TEXTE FOURNI:

§ §

Les travaux de la cour sont tellement ridicules, qu’il est inutile d’en parler. Ces triangles de gazon entourés d’une guipure de fer qui ne verront jamais une fleur s’épanouir donnent au Louvre l’apparence d’un cimetière, et la fontaine qui doit remplacer la statue du duc d’Orléans ne fécondera pas leur stérilité. Si M. Duban eût pris conseil d’un jardinier, il n’aurait jamais imaginé cette burlesque décoration, dont le bon sens public a déjà fait justice. Il nous reste à souhaiter qu’elle disparaisse bientôt.

§ §

CONSIGNE A: Reprenez mot pour mot, dans le passage sur la cour du Louvre, tout ce qui va de "Les travaux de" jusqu'à "qu’elle disparaisse bientôt.".
CONSIGNE B: Donnez tous les noms propres qui figurent dans le passage sur la cour du Louvre.
CONSIGNE C: D'après le passage sur la cour du Louvre, quelle apparence les triangles de gazon donnent-ils au Louvre ?
Les lignes n'ont rien à voir avec ce travail.

DONNÉES D'ENTRÉE:
§ §

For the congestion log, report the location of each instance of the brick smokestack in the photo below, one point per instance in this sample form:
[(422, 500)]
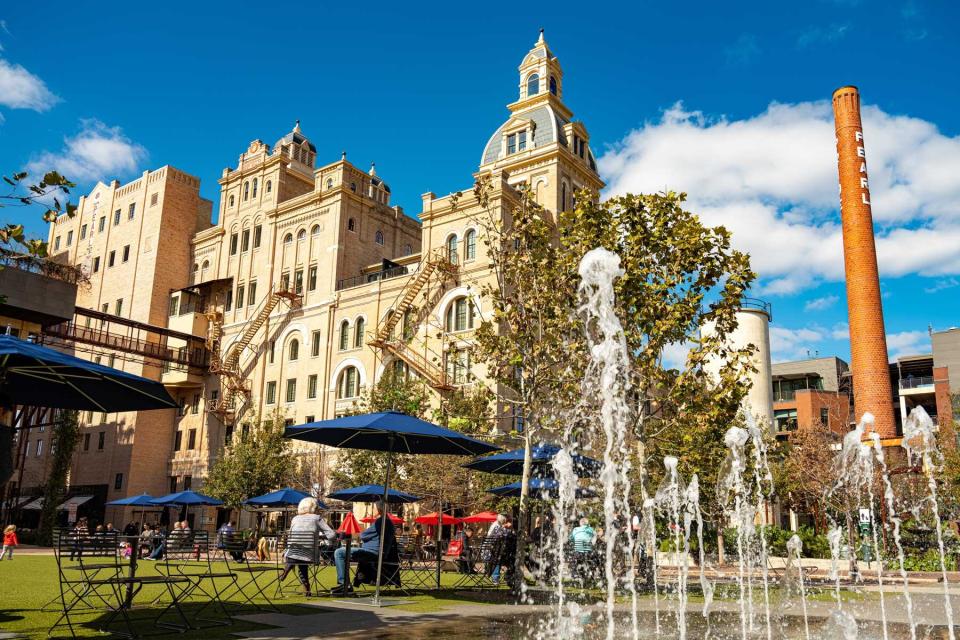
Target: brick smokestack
[(868, 340)]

§ §

RÉPONSE FINALE A:
Les travaux de la cour sont tellement ridicules, qu’il est inutile d’en parler. Ces triangles de gazon entourés d’une guipure de fer qui ne verront jamais une fleur s’épanouir donnent au Louvre l’apparence d’un cimetière, et la fontaine qui doit remplacer la statue du duc d’Orléans ne fécondera pas leur stérilité. Si M. Duban eût pris conseil d’un jardinier, il n’aurait jamais imaginé cette burlesque décoration, dont le bon sens public a déjà fait justice. Il nous reste à souhaiter qu’elle disparaisse bientôt.

RÉPONSE FINALE B: Louvre, duc d'Orléans, Duban

RÉPONSE FINALE C: L'apparence d'un cimetière.